• [EXERCISE REQUIREMENTS] What is needed is an exact copy of all the entries below.
=== SOURCE MATERIAL ===
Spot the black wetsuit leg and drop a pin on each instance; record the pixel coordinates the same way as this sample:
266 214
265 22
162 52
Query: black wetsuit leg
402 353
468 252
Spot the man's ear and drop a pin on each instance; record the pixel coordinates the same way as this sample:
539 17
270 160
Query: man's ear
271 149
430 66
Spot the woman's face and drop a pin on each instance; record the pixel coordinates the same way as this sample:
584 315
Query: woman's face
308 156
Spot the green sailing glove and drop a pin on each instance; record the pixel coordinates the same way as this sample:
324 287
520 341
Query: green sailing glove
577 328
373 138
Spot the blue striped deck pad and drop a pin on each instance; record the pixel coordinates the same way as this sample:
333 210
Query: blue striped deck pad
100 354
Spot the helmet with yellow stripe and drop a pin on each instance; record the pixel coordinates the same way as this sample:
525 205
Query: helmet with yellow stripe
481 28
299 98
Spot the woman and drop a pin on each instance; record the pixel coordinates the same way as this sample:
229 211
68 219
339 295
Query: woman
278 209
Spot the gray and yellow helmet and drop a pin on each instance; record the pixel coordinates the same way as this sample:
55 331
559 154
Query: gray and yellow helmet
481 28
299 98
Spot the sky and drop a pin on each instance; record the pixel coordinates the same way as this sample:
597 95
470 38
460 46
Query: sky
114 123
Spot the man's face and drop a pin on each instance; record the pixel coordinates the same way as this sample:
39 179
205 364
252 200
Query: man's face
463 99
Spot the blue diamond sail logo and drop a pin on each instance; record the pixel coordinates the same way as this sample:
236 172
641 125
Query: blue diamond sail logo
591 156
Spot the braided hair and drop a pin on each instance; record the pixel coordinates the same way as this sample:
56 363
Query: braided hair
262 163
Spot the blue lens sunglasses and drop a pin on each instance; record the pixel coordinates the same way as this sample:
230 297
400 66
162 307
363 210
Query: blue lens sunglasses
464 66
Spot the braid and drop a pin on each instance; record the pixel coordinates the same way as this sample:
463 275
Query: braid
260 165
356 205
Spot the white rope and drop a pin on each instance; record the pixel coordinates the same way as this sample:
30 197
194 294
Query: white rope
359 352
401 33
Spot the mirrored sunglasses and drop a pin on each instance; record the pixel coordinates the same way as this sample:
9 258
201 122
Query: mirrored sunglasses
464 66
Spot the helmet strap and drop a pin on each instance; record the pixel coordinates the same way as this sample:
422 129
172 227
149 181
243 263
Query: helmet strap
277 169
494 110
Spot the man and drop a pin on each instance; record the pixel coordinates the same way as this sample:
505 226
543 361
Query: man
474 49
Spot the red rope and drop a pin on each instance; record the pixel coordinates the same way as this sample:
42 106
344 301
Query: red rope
===
• [EXERCISE RESPONSE]
Spot the black wetsuit leg and drop a pin on each instance; record the pixel coordinates the same way as this sample:
266 214
265 22
162 52
Query: black wetsuit leg
402 353
468 252
Spot the man's ear and drop a pin on each instance; record the pixel coordinates the same way as this sample:
539 17
270 160
Query: man's ear
271 149
430 66
Spot the woman's face and drop a pin on each instance; record the pixel coordinates the same way as this sample:
584 315
Query: woman's face
308 156
Spot the green sailing glove and drop a pin on each instance; record the pixel coordinates the same way as this sample:
324 287
520 341
Query: green sailing glove
577 328
373 138
Spot the blue striped deck pad and drop a pin on each instance; record the pixel coordinates the same way as this sample:
333 210
Query: blue striped deck pad
100 354
Spot the helmet with yellow stripe and drop a pin on each instance; record the pixel coordinates the same way as this sample:
525 205
Query: helmet with yellow stripe
481 28
299 98
Spot the woman and drop a pin on each instance; record the pixel coordinates the same way as this sample:
229 211
68 219
339 295
Query: woman
278 209
Spot the gray and yellow helmet and drop a pin on each instance; record the pixel coordinates the same way as this sample:
55 331
559 154
Query: gray and yellow helmet
481 28
299 98
Spot the sky and drop a pin on each instance; record the pixel coordinates the same way as this sample:
597 95
470 38
460 46
Query: sky
114 123
Spot the man's face and drop a pin on each instance; record the pixel coordinates the same way as this sample:
39 179
205 364
252 200
Query: man's face
463 99
Spot the blue diamond sail logo and drop a pin on each instance; record the pixel coordinates the same way as this sample:
236 172
641 125
Query: blue diamond sail logo
591 156
Spot the braided hair and drop a pin on each instance; record the pixel coordinates the same way as this sample:
56 363
Query: braided hair
262 163
Spot the blue lens sunglasses and drop a pin on each instance; record the pixel coordinates the same way as this sample:
230 297
400 66
162 307
363 210
Query: blue lens sunglasses
464 66
Spot the braid and drop a pin on each instance; record the pixel coordinates the same way as this sample:
463 275
Query: braid
260 165
356 205
Spot the white rope and drop a pin on each instance; record the pixel coordinates the same way as this sample:
30 197
194 294
Query: white rope
359 352
401 33
Spot the mirrored sunglasses and drop a pin on each instance; record the pixel coordinates the same way as this sample:
9 258
201 122
Query: mirrored sunglasses
464 66
Spot the helmet strap and drop a pin on each instance; record the pixel coordinates the same way as this sample:
422 129
172 227
149 181
243 263
Query: helmet strap
277 169
494 110
Spot the man and drop a pin on each instance; record the pixel coordinates the same way as this sample:
505 226
543 361
Query: man
474 49
Spot the red rope and drop a pin on each instance; record the pixel coordinates the same way as this sample:
42 106
344 301
Query: red rope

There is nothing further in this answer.